------ Text block

Single by Sway
- Released: 4 December 2011
- Recorded: 2011
- Genre: British hip hop, R&B, grime, dubstep
- Length: 3:00
- Label: 3 Beat
- Songwriters: Derek Safo, Dan Hartman, Lewis Fuller, Andrew Mutambira, Giorgio Tuinfort, David Wiggins

Sway singles chronology
| "Mercedes Benz" (2009) | "Still Speedin'" (2011) | "Level Up" (2012) |

= Still Speedin' =

"Still Speedin'" is a single released by Ghanaian British musician Sway as the lead single from his third album The Deliverance, although it was not ultimately included on the album. The song features a sample of 'Ride on Time' by Black Box. The single was released on 4 December 2011. It peaked to number 19 on the UK Singles Chart. There are two alternate versions of the song featuring Kano or Lupe Fiasco.

------------

For each statement, say yes or no on whether it agrees with the text about "Still Speedin'" above, and quote the words from that text that decide it. (a) The song appears on the album The Deliverance. (b) The song uses a sample of "Ride on Time" by Black Box. (c) The single reached number 9 on the UK Singles Chart.

------ Information shown

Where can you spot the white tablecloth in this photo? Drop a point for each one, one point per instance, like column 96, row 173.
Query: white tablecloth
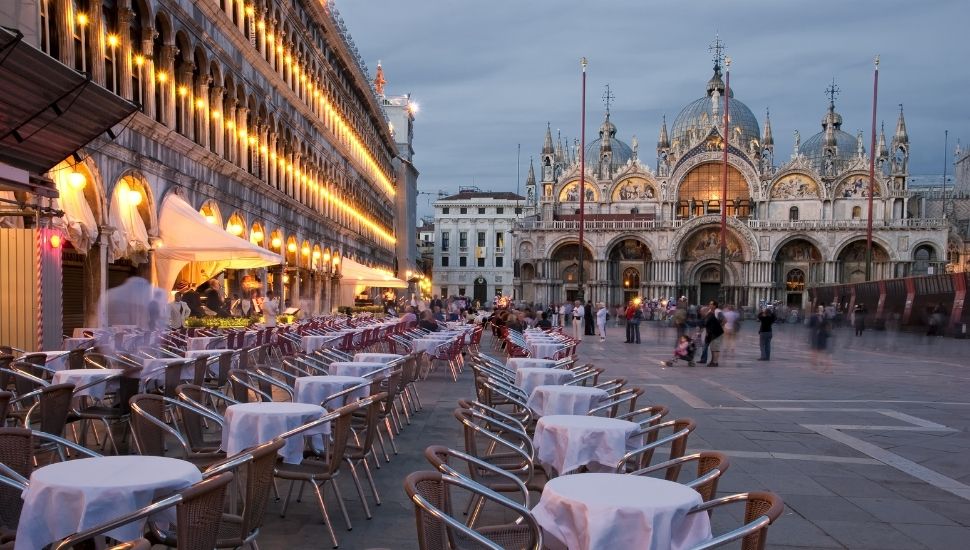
column 617, row 511
column 356, row 368
column 202, row 342
column 544, row 350
column 72, row 496
column 313, row 343
column 514, row 363
column 377, row 357
column 545, row 400
column 251, row 424
column 314, row 389
column 528, row 378
column 566, row 442
column 81, row 377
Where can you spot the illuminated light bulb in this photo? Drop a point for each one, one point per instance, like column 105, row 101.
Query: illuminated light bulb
column 77, row 180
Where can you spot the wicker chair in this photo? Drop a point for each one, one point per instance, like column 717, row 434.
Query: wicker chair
column 760, row 511
column 198, row 510
column 711, row 465
column 431, row 494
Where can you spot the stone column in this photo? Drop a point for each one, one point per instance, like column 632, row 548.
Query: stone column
column 124, row 54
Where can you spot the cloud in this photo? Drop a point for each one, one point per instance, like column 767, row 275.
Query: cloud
column 489, row 75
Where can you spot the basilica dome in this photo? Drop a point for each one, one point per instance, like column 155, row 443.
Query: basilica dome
column 622, row 152
column 696, row 119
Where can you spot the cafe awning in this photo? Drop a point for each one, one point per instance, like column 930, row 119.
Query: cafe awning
column 354, row 273
column 49, row 111
column 188, row 237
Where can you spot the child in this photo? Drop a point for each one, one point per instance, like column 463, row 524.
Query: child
column 684, row 351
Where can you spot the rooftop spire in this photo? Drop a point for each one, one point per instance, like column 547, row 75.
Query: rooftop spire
column 663, row 141
column 901, row 136
column 769, row 140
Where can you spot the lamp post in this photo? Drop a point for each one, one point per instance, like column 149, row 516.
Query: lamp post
column 872, row 169
column 580, row 294
column 726, row 135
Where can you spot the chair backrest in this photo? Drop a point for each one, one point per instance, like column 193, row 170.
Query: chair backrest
column 16, row 452
column 200, row 513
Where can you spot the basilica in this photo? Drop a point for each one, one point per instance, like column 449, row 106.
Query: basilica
column 652, row 230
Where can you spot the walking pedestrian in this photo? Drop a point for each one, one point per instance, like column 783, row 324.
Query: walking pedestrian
column 766, row 318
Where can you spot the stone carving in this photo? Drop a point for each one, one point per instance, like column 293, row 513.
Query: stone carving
column 854, row 188
column 795, row 187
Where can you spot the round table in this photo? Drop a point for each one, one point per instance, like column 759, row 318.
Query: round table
column 315, row 389
column 82, row 377
column 377, row 357
column 545, row 400
column 566, row 442
column 251, row 424
column 514, row 363
column 528, row 378
column 357, row 368
column 67, row 497
column 599, row 511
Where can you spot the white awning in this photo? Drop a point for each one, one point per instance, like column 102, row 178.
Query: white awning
column 353, row 273
column 188, row 237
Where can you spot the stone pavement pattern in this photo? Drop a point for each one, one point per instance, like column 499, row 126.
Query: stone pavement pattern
column 868, row 451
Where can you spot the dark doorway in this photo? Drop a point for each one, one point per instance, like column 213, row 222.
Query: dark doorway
column 480, row 290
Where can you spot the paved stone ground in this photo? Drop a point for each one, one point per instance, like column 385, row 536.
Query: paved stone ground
column 868, row 449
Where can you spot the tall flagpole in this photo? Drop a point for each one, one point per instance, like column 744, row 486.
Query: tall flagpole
column 727, row 135
column 580, row 295
column 872, row 170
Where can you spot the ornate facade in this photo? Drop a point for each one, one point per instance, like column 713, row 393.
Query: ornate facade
column 654, row 231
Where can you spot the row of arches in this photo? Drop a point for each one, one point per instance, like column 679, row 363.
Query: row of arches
column 146, row 56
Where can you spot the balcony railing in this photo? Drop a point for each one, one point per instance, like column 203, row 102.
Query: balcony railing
column 784, row 225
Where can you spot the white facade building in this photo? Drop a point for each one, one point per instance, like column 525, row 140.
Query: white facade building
column 474, row 244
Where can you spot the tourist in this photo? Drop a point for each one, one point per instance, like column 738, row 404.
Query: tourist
column 271, row 308
column 766, row 319
column 601, row 315
column 178, row 312
column 578, row 316
column 713, row 332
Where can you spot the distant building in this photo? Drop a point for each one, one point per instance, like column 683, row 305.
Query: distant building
column 473, row 244
column 654, row 231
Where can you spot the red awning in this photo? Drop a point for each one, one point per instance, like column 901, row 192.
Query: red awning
column 48, row 110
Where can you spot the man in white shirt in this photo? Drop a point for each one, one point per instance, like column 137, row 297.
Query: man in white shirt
column 271, row 308
column 579, row 318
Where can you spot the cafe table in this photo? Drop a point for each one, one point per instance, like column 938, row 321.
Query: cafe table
column 66, row 497
column 618, row 511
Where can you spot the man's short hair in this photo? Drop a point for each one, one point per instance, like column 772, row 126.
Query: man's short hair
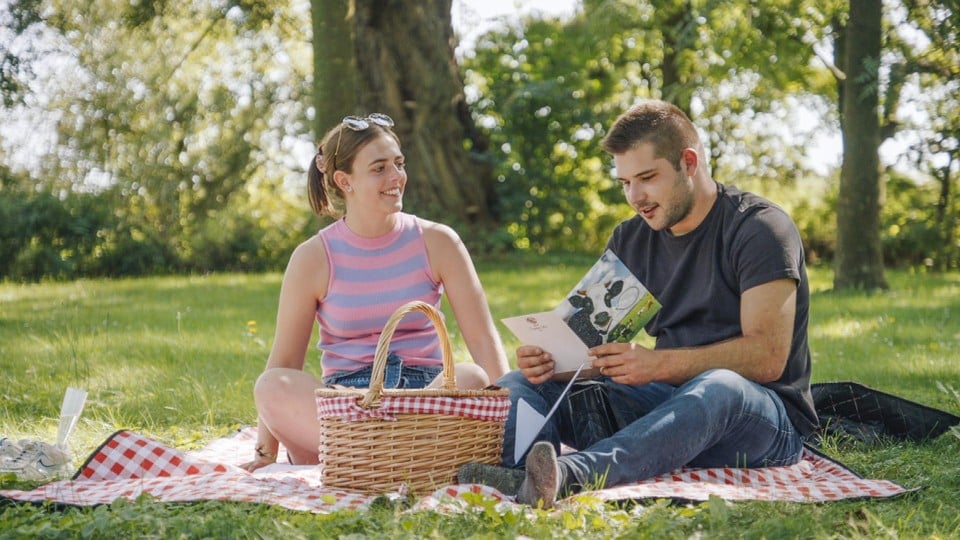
column 658, row 122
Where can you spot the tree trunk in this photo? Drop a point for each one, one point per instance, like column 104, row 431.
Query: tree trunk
column 859, row 260
column 334, row 72
column 407, row 69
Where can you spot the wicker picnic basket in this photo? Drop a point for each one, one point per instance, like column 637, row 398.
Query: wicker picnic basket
column 381, row 440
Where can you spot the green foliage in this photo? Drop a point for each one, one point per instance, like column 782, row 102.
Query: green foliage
column 176, row 358
column 547, row 90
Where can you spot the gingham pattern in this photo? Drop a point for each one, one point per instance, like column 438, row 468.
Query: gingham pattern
column 189, row 478
column 487, row 408
column 128, row 455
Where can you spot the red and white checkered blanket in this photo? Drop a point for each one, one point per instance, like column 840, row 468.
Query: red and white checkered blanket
column 129, row 465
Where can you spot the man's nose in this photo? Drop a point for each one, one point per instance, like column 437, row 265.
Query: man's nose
column 636, row 194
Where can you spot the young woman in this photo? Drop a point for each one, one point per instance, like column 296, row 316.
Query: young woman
column 351, row 277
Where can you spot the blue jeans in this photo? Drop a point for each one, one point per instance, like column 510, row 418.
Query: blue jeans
column 396, row 375
column 717, row 419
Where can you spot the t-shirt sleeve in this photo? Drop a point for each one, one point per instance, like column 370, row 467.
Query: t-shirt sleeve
column 768, row 248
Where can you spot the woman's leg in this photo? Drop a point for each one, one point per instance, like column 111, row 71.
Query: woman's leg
column 286, row 402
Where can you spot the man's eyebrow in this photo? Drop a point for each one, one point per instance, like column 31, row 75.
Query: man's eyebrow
column 645, row 172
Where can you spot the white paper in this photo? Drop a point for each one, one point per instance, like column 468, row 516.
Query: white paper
column 551, row 333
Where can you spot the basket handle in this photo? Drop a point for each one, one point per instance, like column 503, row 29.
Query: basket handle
column 383, row 348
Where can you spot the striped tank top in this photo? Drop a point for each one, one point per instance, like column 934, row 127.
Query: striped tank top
column 369, row 279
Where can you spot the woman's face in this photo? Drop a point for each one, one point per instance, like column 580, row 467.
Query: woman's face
column 379, row 176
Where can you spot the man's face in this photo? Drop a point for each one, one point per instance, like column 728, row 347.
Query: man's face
column 660, row 194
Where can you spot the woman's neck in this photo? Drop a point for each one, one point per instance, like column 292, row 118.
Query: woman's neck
column 370, row 226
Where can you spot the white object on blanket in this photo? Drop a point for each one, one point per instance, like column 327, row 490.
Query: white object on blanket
column 70, row 411
column 530, row 422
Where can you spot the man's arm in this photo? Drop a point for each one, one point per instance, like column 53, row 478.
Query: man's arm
column 767, row 314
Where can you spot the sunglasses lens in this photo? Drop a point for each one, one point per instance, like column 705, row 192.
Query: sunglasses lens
column 381, row 119
column 356, row 124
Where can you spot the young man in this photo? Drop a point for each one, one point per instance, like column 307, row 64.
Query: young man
column 728, row 382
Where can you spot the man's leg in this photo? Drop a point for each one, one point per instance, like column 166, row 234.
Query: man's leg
column 716, row 419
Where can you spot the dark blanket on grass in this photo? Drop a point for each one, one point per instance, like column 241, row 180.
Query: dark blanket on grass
column 129, row 465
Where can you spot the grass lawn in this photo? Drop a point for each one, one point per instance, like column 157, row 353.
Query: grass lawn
column 175, row 358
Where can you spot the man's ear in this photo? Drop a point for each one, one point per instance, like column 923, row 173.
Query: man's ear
column 690, row 161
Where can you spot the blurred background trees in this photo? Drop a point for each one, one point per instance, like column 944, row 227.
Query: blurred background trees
column 156, row 136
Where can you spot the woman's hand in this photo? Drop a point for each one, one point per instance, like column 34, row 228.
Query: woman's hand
column 261, row 459
column 535, row 363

------------

▸ **Output for this exercise**:
(a) No: "although it was not ultimately included on the album."
(b) Yes: "The song features a sample of 'Ride on Time' by Black Box."
(c) No: "It peaked to number 19 on the UK Singles Chart."